-------- Material for this task --------
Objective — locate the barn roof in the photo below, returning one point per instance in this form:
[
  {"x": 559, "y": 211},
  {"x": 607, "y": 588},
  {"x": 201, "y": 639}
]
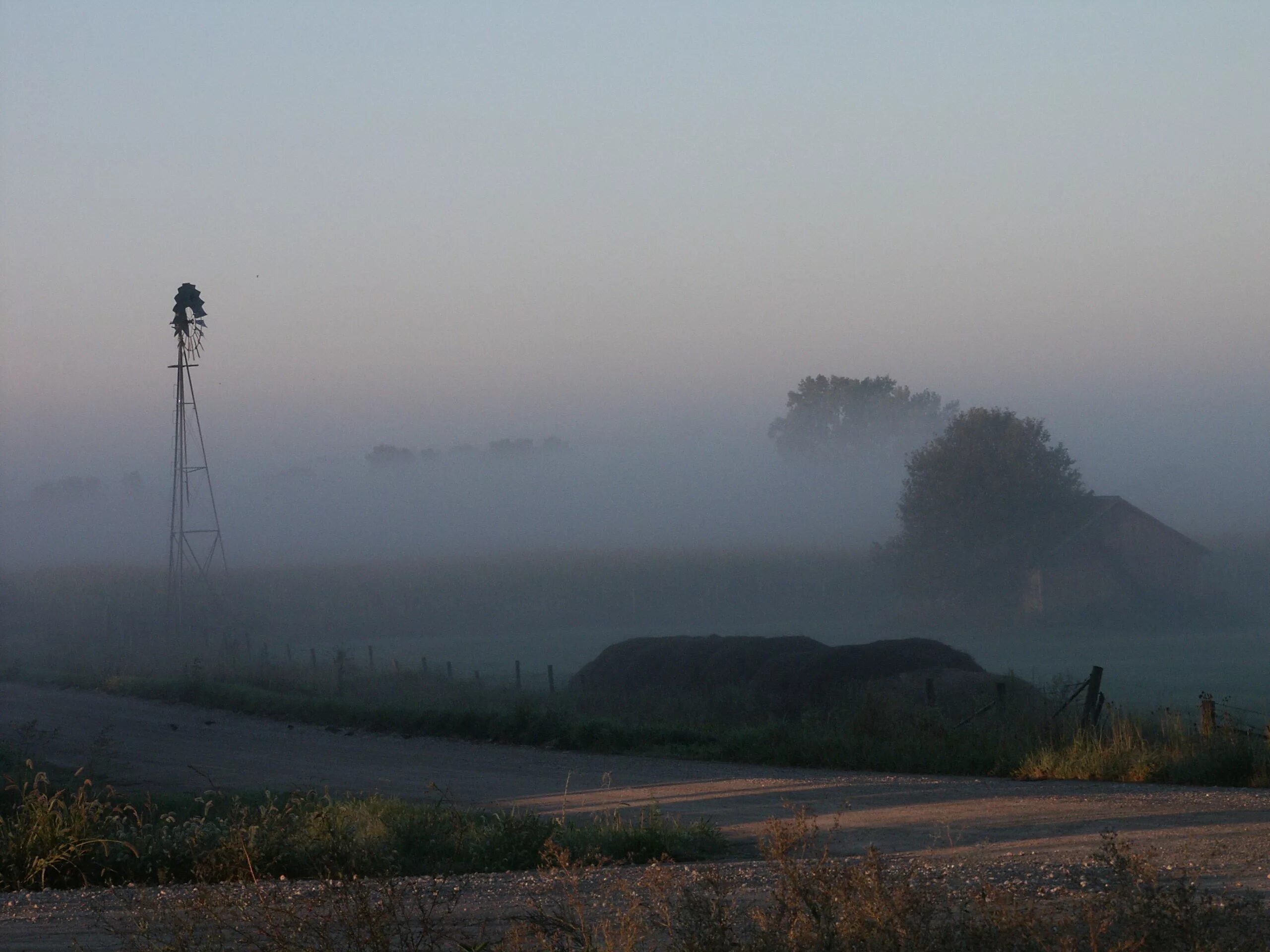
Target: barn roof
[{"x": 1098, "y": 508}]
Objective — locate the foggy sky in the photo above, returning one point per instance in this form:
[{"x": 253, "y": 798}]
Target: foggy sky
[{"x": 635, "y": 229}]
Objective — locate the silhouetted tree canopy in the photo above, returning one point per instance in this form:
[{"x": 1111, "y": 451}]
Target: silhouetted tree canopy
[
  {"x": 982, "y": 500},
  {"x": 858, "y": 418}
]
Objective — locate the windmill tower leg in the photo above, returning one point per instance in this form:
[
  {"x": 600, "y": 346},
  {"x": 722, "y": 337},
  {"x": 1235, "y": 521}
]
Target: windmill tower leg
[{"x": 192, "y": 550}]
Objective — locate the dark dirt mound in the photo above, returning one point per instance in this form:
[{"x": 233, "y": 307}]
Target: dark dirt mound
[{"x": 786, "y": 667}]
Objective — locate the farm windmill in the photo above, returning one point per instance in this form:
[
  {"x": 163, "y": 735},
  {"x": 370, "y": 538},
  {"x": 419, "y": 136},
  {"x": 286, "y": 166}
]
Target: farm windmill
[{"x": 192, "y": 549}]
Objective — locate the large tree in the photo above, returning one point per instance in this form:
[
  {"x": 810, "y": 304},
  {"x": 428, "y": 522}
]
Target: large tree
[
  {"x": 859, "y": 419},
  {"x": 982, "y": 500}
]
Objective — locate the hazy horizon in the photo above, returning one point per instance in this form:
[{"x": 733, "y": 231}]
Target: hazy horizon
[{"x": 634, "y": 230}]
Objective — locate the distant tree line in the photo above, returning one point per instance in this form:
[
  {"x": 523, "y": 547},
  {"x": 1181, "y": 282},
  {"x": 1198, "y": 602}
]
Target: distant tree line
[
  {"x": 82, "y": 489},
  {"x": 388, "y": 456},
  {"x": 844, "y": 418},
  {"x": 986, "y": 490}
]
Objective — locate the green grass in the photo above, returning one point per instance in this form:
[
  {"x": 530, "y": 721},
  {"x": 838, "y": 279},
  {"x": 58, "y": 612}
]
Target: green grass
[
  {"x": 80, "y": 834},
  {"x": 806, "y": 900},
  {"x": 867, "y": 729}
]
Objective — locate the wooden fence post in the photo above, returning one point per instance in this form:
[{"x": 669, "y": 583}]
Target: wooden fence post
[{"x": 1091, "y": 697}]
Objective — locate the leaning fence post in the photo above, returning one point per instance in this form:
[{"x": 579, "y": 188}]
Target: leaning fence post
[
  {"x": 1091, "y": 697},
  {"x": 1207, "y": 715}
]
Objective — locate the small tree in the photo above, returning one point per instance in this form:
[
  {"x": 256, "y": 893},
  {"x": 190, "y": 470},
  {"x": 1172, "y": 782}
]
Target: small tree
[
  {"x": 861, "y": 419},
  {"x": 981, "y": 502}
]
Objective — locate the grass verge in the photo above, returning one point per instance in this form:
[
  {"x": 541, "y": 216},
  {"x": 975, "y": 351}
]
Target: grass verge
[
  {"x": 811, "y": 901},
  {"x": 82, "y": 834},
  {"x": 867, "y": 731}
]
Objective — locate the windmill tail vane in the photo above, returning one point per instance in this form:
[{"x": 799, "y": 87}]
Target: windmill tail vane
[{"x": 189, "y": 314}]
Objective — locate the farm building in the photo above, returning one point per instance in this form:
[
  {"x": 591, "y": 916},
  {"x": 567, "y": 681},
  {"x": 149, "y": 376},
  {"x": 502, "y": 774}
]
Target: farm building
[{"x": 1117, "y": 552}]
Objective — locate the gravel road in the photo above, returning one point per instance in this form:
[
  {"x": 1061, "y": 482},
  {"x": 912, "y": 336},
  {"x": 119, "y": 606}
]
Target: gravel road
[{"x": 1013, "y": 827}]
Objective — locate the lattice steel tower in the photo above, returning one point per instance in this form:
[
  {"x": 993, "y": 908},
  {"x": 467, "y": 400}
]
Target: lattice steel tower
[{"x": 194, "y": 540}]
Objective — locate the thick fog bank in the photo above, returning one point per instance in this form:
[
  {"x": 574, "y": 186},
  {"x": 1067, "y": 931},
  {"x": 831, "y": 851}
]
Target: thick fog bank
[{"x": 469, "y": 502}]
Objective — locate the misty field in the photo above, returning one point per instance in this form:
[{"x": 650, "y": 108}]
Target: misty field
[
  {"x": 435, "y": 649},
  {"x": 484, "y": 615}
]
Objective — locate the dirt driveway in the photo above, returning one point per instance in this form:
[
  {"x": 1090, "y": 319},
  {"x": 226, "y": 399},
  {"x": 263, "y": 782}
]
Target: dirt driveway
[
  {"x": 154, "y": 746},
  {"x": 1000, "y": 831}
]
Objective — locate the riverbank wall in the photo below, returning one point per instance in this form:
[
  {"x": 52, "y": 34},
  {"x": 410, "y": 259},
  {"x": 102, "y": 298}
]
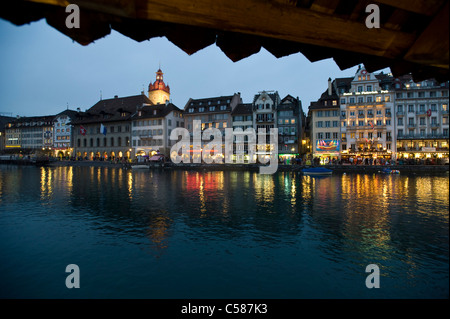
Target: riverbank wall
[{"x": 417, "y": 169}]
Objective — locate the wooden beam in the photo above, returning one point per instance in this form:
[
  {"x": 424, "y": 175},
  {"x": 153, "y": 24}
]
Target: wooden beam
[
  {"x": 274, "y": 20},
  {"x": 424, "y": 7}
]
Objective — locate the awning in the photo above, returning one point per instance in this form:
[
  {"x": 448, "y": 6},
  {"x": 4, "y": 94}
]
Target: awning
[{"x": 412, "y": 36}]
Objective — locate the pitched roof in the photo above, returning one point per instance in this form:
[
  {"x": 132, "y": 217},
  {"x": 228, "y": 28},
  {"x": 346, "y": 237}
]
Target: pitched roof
--------
→ **Work required**: When repeating the listing, keep each line exact and exclude the pictures.

→ **Worked solution**:
Objective — locate the barn roof in the photo below, returning one point per instance in this form:
[
  {"x": 559, "y": 211},
  {"x": 607, "y": 588},
  {"x": 201, "y": 639}
]
Target: barn roof
[{"x": 1098, "y": 508}]
Objective — locate the foggy sky in the photo above, returning one point per instance in this form:
[{"x": 253, "y": 798}]
Target: foggy sky
[{"x": 635, "y": 229}]
Objective — locate the silhouetted tree canopy in the photo above, returning one point per instance in this form:
[{"x": 1111, "y": 451}]
Target: silhouetted tree canopy
[
  {"x": 982, "y": 500},
  {"x": 858, "y": 418}
]
Objective — locate the windmill tower leg in the photo above, returning one point per instance in this form:
[
  {"x": 600, "y": 346},
  {"x": 722, "y": 337},
  {"x": 1235, "y": 521}
]
Target: windmill tower leg
[{"x": 192, "y": 550}]
Objective — locate the dark dirt mound in the photo above, returning one point per instance in this form:
[{"x": 233, "y": 307}]
Target: dark dirt mound
[{"x": 786, "y": 667}]
Objective — locate the farm windmill in the photo above, returning one point per instance in this form:
[
  {"x": 163, "y": 735},
  {"x": 370, "y": 538},
  {"x": 419, "y": 136},
  {"x": 286, "y": 166}
]
Target: farm windmill
[{"x": 192, "y": 549}]
Objective — locate the large tree in the photo above, returning one point per instance in this form:
[
  {"x": 810, "y": 304},
  {"x": 428, "y": 522}
]
Target: large tree
[
  {"x": 859, "y": 419},
  {"x": 982, "y": 500}
]
Objective — locate the hazy horizon in the photo above, returning one point per instance in this form:
[{"x": 733, "y": 231}]
Target: hazy horizon
[{"x": 634, "y": 230}]
Objective — locate the distant tree line in the photo above, returning one point per instance in this form:
[
  {"x": 523, "y": 547},
  {"x": 1181, "y": 282},
  {"x": 1198, "y": 602}
]
Target: distant tree line
[
  {"x": 82, "y": 489},
  {"x": 388, "y": 456},
  {"x": 844, "y": 418},
  {"x": 986, "y": 490}
]
Objective — locate the green grass in the photo above, returning one point per instance in this form:
[
  {"x": 530, "y": 721},
  {"x": 838, "y": 279},
  {"x": 58, "y": 612}
]
Target: green grass
[
  {"x": 80, "y": 834},
  {"x": 806, "y": 900},
  {"x": 867, "y": 729}
]
Objective — locate the wooden fence post in the photo above, returning one point per instance in this form:
[{"x": 669, "y": 583}]
Target: wooden fence post
[{"x": 1091, "y": 697}]
Objective — locate the leaning fence post in the photo above, returning one point per instance in this form:
[{"x": 579, "y": 188}]
Target: leaning fence post
[
  {"x": 1091, "y": 697},
  {"x": 1207, "y": 715}
]
Objective — locate the small tree in the photo above, returning one point per instance in this form:
[
  {"x": 256, "y": 893},
  {"x": 190, "y": 470},
  {"x": 1172, "y": 782}
]
Target: small tree
[
  {"x": 861, "y": 419},
  {"x": 981, "y": 502}
]
Objective — locate the grass verge in the photo above, returning one point per instance in this form:
[
  {"x": 541, "y": 216},
  {"x": 975, "y": 351}
]
Target: grass verge
[
  {"x": 811, "y": 901},
  {"x": 82, "y": 834},
  {"x": 867, "y": 731}
]
Objective — locate the windmill tail vane in the photo above, returning one point per instance in this form:
[{"x": 799, "y": 87}]
Target: windmill tail vane
[{"x": 189, "y": 314}]
Objective — locate the farm building in the photo above, returning one point per instance in this form:
[
  {"x": 591, "y": 916},
  {"x": 567, "y": 681},
  {"x": 149, "y": 376},
  {"x": 502, "y": 774}
]
Target: farm building
[{"x": 1117, "y": 552}]
Objective — locate the gravel road in the photo above, returning one point per instance in this form:
[
  {"x": 1061, "y": 482},
  {"x": 912, "y": 336},
  {"x": 119, "y": 606}
]
Target: gravel road
[{"x": 1013, "y": 827}]
Objective — locate the lattice steel tower in the photo above, returning one point per instance in this form:
[
  {"x": 993, "y": 908},
  {"x": 467, "y": 400}
]
Target: lattice steel tower
[{"x": 194, "y": 540}]
Objective — locate the thick fog bank in the photo above, returning one point per instance in this form:
[
  {"x": 574, "y": 186},
  {"x": 1067, "y": 931},
  {"x": 831, "y": 851}
]
Target: thick fog bank
[{"x": 469, "y": 502}]
Objective — locate the misty field in the photo above, returning one point per instance in this form:
[{"x": 650, "y": 108}]
Target: misty field
[
  {"x": 435, "y": 649},
  {"x": 484, "y": 615}
]
Objective — locate the dirt driveway in the photo above, returning one point per instance in this form:
[
  {"x": 1090, "y": 319},
  {"x": 226, "y": 399},
  {"x": 263, "y": 782}
]
Target: dirt driveway
[
  {"x": 154, "y": 746},
  {"x": 1000, "y": 831}
]
Objective — locate the riverbank wall in the photo below, returning one point per instance in this form:
[
  {"x": 52, "y": 34},
  {"x": 410, "y": 259},
  {"x": 102, "y": 298}
]
Target: riverbank wall
[{"x": 417, "y": 169}]
Objective — locate the wooden beam in the photo above, returning one point per instance in this form:
[
  {"x": 424, "y": 175},
  {"x": 153, "y": 24}
]
Target: wooden beam
[
  {"x": 274, "y": 20},
  {"x": 424, "y": 7}
]
Objective — locate the awning in the photo above, returning one point per instance in this form:
[
  {"x": 448, "y": 6},
  {"x": 4, "y": 94}
]
Target: awning
[{"x": 412, "y": 36}]
Objective — locate the pitched roof in the photo above, returning one point per instance in this form:
[
  {"x": 132, "y": 217},
  {"x": 228, "y": 28},
  {"x": 346, "y": 237}
]
Target: pitched roof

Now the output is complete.